[Items in a dataset]
—————

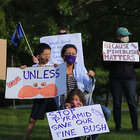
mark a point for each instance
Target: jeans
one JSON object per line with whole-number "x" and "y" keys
{"x": 107, "y": 114}
{"x": 117, "y": 89}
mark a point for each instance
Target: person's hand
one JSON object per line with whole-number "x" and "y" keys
{"x": 67, "y": 105}
{"x": 103, "y": 53}
{"x": 138, "y": 53}
{"x": 35, "y": 60}
{"x": 23, "y": 67}
{"x": 55, "y": 65}
{"x": 79, "y": 104}
{"x": 91, "y": 74}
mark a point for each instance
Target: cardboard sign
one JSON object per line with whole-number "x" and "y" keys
{"x": 58, "y": 41}
{"x": 36, "y": 82}
{"x": 76, "y": 122}
{"x": 3, "y": 52}
{"x": 120, "y": 51}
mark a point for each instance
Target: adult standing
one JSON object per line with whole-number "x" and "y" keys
{"x": 122, "y": 78}
{"x": 78, "y": 77}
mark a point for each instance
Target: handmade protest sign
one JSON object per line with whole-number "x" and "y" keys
{"x": 36, "y": 82}
{"x": 76, "y": 122}
{"x": 120, "y": 51}
{"x": 3, "y": 51}
{"x": 58, "y": 41}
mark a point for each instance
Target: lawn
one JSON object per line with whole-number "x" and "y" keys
{"x": 14, "y": 122}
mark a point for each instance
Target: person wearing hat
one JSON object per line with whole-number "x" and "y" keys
{"x": 122, "y": 78}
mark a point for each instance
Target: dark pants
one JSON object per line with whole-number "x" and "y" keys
{"x": 117, "y": 89}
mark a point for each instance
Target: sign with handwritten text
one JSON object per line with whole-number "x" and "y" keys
{"x": 36, "y": 82}
{"x": 120, "y": 51}
{"x": 58, "y": 41}
{"x": 76, "y": 122}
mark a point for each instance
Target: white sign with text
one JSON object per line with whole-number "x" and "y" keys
{"x": 36, "y": 82}
{"x": 120, "y": 51}
{"x": 76, "y": 122}
{"x": 58, "y": 41}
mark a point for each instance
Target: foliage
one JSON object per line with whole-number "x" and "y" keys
{"x": 97, "y": 20}
{"x": 14, "y": 123}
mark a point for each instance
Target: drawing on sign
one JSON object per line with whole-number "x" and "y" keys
{"x": 45, "y": 91}
{"x": 120, "y": 51}
{"x": 75, "y": 122}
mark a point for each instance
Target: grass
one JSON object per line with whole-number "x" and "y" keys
{"x": 13, "y": 123}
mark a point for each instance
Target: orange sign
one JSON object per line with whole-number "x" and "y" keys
{"x": 3, "y": 52}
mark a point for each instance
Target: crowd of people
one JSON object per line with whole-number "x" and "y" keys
{"x": 80, "y": 82}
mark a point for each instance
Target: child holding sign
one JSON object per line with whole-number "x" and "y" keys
{"x": 40, "y": 106}
{"x": 75, "y": 98}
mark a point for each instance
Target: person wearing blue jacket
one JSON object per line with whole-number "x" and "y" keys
{"x": 78, "y": 77}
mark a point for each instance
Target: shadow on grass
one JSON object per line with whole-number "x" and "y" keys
{"x": 16, "y": 132}
{"x": 125, "y": 131}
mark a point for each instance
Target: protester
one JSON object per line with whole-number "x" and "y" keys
{"x": 40, "y": 106}
{"x": 75, "y": 98}
{"x": 78, "y": 77}
{"x": 122, "y": 78}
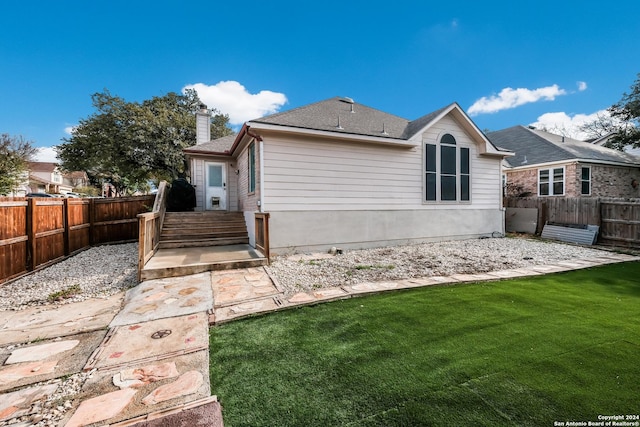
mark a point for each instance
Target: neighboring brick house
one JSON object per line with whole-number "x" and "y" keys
{"x": 46, "y": 177}
{"x": 546, "y": 164}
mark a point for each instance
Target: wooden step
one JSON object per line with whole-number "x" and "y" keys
{"x": 203, "y": 236}
{"x": 202, "y": 230}
{"x": 190, "y": 243}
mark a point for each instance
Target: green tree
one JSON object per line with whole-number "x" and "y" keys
{"x": 129, "y": 143}
{"x": 15, "y": 153}
{"x": 627, "y": 114}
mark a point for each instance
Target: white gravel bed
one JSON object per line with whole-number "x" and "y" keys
{"x": 97, "y": 272}
{"x": 423, "y": 260}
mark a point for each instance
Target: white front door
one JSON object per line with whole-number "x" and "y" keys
{"x": 216, "y": 191}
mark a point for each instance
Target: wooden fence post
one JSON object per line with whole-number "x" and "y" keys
{"x": 65, "y": 225}
{"x": 92, "y": 218}
{"x": 31, "y": 234}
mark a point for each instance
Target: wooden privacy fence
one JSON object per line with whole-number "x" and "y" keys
{"x": 36, "y": 232}
{"x": 618, "y": 219}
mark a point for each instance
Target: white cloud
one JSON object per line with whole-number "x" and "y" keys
{"x": 511, "y": 98}
{"x": 46, "y": 154}
{"x": 232, "y": 98}
{"x": 563, "y": 124}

—————

- YOUR TASK: Pick out every line of the records that contains the word "fence", and copy each one. Case counts.

- EXERCISE SOLUTION:
Target: wooden fence post
Target: wooden privacy fence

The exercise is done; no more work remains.